[A block of data]
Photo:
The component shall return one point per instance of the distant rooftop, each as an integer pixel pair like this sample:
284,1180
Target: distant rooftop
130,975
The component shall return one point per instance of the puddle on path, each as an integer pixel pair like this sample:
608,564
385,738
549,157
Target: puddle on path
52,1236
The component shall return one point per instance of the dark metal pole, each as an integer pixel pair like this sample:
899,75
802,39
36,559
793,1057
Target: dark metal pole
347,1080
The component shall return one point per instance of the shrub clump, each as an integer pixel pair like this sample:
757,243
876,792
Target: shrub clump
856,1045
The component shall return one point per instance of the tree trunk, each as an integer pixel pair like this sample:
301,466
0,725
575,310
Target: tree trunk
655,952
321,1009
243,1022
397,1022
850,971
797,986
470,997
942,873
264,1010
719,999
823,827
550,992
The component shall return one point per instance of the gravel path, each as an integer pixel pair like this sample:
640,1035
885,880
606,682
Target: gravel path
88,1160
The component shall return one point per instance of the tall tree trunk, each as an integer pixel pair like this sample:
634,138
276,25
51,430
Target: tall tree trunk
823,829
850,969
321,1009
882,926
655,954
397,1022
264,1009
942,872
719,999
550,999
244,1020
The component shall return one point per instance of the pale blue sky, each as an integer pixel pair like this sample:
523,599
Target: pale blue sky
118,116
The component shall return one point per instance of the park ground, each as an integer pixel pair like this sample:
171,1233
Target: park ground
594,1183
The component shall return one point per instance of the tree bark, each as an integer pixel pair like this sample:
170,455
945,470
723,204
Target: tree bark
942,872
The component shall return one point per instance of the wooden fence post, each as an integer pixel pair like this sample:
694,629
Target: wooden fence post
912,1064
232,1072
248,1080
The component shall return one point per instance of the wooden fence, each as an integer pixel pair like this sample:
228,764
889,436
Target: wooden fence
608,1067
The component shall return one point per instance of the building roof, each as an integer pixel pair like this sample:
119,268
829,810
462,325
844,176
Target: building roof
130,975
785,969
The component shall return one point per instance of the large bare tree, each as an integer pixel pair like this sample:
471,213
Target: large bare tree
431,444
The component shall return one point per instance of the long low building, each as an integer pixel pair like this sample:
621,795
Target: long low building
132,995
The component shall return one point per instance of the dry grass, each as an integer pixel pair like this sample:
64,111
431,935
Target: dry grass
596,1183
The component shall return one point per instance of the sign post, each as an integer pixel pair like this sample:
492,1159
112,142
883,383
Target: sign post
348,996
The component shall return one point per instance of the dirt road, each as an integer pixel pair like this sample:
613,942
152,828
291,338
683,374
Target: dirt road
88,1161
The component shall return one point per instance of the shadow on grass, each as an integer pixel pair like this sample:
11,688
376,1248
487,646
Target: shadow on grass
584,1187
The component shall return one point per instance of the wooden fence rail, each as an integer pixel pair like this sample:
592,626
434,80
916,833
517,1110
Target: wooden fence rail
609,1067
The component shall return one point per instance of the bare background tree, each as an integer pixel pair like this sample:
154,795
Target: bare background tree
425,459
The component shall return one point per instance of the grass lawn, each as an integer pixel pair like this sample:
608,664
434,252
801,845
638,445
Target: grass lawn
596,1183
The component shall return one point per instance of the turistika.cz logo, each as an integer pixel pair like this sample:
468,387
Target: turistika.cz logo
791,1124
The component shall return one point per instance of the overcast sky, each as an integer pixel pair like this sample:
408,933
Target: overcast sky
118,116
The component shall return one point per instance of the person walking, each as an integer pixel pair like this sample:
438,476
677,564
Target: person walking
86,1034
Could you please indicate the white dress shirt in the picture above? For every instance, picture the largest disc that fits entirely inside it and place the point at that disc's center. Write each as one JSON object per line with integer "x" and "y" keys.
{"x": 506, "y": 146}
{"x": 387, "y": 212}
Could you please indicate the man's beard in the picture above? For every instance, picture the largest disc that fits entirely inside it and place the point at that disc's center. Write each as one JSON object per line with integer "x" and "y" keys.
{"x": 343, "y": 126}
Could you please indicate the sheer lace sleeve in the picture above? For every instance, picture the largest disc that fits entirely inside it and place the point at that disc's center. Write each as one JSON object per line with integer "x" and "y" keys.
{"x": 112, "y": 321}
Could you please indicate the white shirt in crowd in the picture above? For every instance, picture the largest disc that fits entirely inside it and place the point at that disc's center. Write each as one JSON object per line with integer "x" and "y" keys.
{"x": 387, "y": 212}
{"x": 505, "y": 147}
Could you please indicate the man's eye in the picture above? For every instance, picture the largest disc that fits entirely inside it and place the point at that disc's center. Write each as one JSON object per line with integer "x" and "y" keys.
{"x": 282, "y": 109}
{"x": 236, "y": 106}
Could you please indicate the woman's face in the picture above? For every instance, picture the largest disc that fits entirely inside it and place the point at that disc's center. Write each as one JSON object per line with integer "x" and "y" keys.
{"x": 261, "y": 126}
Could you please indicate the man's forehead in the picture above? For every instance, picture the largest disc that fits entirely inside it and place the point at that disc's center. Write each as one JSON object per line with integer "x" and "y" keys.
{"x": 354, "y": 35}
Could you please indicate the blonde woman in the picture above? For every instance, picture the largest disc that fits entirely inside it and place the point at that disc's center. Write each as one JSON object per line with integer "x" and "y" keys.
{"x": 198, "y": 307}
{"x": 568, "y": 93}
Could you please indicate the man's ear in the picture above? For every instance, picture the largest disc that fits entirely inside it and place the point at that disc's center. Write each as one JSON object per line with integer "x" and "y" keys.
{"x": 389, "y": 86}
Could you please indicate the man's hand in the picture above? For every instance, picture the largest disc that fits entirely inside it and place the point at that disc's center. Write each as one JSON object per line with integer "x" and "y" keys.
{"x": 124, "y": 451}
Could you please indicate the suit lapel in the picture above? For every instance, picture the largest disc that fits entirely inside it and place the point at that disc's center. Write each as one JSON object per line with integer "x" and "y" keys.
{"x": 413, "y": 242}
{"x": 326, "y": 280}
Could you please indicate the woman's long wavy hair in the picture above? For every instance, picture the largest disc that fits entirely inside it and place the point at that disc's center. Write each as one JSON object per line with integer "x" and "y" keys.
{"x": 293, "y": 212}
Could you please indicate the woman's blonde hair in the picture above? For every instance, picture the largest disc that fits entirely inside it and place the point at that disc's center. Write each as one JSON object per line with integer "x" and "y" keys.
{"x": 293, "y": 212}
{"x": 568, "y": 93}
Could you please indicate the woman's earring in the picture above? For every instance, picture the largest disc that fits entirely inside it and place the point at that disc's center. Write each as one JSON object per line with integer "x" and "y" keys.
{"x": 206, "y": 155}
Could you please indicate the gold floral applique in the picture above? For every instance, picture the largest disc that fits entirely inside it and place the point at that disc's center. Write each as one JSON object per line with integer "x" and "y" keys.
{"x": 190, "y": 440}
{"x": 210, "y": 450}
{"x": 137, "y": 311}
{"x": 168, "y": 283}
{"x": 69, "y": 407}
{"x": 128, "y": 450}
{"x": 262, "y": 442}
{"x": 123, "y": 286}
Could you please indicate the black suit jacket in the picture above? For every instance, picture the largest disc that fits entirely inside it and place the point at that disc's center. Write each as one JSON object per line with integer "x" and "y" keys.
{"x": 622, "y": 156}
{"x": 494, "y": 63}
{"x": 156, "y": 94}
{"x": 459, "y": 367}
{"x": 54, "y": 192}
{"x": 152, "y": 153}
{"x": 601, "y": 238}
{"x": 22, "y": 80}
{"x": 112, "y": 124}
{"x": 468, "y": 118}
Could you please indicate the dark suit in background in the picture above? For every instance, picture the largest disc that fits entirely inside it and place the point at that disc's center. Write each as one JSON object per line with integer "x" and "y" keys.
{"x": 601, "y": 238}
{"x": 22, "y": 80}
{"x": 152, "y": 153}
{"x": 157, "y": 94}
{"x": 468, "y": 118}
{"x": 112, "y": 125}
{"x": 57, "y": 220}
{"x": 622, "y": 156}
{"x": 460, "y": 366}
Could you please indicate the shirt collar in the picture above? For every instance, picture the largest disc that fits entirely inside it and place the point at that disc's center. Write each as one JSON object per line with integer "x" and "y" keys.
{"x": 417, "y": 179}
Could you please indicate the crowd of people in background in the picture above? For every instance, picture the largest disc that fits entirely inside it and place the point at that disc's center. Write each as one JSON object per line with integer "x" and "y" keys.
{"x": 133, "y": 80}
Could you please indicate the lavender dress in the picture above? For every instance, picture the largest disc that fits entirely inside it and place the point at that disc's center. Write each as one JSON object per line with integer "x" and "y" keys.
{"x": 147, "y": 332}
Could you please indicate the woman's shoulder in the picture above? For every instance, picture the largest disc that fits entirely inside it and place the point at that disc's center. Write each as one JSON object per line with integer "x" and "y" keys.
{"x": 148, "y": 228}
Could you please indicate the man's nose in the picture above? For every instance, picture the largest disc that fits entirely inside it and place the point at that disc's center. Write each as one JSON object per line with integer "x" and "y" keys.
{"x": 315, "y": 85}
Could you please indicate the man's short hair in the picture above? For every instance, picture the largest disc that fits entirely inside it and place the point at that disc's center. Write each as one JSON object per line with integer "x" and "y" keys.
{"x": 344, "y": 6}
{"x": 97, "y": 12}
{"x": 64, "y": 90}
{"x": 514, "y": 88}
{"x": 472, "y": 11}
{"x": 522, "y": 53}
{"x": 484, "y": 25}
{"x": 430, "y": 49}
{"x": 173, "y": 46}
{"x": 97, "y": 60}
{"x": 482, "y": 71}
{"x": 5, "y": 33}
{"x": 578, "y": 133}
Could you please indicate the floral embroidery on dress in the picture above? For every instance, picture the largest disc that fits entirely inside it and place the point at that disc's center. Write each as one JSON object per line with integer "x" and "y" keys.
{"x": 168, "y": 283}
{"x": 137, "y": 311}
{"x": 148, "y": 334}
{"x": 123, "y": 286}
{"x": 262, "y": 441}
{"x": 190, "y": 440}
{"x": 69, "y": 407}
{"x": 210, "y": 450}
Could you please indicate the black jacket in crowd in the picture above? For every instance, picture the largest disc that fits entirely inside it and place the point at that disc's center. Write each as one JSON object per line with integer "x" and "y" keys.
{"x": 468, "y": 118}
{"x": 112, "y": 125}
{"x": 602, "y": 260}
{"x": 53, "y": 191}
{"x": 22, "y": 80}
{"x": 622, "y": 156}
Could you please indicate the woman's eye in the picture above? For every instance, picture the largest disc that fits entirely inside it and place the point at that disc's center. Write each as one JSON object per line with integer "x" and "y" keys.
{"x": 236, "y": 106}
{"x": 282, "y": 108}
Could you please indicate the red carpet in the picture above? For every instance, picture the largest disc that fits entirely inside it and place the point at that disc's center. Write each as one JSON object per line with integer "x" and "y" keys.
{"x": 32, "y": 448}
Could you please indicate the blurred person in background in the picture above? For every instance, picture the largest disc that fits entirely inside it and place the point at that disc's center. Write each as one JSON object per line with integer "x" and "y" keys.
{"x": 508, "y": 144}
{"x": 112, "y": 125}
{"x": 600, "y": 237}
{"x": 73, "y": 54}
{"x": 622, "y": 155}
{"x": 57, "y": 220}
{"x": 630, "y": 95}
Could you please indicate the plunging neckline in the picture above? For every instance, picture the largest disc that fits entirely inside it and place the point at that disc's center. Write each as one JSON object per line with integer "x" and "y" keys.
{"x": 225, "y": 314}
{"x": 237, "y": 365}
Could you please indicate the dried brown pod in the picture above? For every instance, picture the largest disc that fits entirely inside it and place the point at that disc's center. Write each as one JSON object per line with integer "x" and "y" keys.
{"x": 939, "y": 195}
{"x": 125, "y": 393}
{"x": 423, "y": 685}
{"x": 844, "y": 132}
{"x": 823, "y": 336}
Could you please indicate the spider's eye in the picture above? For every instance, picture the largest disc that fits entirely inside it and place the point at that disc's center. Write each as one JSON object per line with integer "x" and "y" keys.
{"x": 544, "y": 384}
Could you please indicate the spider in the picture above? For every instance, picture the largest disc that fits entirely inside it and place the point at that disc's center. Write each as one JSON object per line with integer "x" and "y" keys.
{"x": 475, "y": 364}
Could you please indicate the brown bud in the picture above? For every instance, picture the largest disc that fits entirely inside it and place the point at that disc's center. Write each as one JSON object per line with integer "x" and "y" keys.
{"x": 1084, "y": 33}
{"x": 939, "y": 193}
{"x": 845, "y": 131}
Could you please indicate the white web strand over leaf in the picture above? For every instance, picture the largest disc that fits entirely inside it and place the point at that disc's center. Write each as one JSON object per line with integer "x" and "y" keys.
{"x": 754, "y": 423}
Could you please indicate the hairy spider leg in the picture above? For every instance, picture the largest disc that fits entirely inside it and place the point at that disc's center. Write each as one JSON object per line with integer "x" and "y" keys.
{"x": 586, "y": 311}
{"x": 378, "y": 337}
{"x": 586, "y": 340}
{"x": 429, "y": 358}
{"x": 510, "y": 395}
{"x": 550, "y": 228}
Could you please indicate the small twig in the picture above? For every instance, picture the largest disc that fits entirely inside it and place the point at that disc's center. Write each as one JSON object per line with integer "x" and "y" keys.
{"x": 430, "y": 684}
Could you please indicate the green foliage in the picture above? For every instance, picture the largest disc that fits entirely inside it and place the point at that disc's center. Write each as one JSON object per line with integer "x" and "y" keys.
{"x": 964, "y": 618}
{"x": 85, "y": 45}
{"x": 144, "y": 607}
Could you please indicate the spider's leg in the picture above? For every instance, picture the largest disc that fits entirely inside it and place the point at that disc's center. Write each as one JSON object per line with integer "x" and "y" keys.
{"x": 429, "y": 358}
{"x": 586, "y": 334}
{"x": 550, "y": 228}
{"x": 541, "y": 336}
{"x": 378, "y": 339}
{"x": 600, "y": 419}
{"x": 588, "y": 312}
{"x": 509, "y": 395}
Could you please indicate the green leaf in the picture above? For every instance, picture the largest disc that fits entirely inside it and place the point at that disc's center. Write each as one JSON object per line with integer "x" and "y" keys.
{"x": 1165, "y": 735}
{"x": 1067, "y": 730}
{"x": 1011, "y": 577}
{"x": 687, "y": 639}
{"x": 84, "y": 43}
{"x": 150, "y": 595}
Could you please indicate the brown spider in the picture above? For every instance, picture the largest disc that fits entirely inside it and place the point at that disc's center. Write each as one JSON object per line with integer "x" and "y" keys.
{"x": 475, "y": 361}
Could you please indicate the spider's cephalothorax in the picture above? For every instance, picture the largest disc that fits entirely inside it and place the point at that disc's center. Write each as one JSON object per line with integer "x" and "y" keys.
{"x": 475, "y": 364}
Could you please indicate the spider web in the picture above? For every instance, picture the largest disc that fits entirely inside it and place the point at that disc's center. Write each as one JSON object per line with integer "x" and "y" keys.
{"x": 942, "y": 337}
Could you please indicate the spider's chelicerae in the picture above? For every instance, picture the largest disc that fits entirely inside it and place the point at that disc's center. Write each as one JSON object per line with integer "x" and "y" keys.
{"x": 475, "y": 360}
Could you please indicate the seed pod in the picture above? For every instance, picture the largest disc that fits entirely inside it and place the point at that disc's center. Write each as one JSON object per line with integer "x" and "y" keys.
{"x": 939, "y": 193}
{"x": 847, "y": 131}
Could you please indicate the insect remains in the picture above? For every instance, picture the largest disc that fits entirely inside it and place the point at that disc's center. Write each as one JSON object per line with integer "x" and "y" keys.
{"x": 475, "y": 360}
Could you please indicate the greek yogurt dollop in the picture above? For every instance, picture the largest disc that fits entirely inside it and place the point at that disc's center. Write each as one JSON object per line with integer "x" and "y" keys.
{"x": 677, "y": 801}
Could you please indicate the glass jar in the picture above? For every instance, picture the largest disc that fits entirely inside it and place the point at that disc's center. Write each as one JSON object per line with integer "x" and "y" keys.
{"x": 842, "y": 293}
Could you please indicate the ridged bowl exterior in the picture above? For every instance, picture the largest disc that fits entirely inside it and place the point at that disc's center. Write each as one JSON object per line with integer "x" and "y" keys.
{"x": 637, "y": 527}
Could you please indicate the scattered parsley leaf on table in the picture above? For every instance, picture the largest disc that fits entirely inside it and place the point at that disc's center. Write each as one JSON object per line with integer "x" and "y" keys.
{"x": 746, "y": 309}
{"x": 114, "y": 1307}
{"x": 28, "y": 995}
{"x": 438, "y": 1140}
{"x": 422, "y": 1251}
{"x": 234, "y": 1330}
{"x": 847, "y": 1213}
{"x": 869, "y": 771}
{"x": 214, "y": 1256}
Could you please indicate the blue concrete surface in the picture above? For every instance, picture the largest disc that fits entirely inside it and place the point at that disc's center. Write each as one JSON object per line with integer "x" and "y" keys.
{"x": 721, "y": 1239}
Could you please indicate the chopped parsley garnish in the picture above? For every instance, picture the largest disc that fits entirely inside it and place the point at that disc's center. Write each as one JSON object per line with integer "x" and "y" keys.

◆ SET TASK
Send back exactly the lines from the line with "Could you please indicate the blue" through the end of the records.

◆ PROBLEM SOLUTION
Could you please indicate the blue concrete surface in the picture above? For every instance, picture the largest disc that fits entirely inside it and place the point at that disc's center. Write each as one JSON object per line with integer "x" and "y" keys.
{"x": 721, "y": 1239}
Could you please indicate the chopped parsley garnish in the picture above? For every instance, picture the largest disc that fits entirely inside it and place the point at that disc's center. Write each as one JSON object per line with integer "x" and "y" keys.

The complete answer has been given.